• [Task description] Reproduce the entries below with "pedestrian" changed to "person" and every other character left as is.

• [Source material]
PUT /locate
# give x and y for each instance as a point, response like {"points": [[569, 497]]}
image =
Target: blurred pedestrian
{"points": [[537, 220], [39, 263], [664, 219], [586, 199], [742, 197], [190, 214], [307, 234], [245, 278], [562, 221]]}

• [Task response]
PUT /locate
# give x and y for each instance as a point, response like {"points": [[569, 497]]}
image =
Target: blurred person
{"points": [[537, 220], [39, 263], [664, 219], [586, 199], [742, 197], [190, 214], [307, 234], [245, 278], [562, 221]]}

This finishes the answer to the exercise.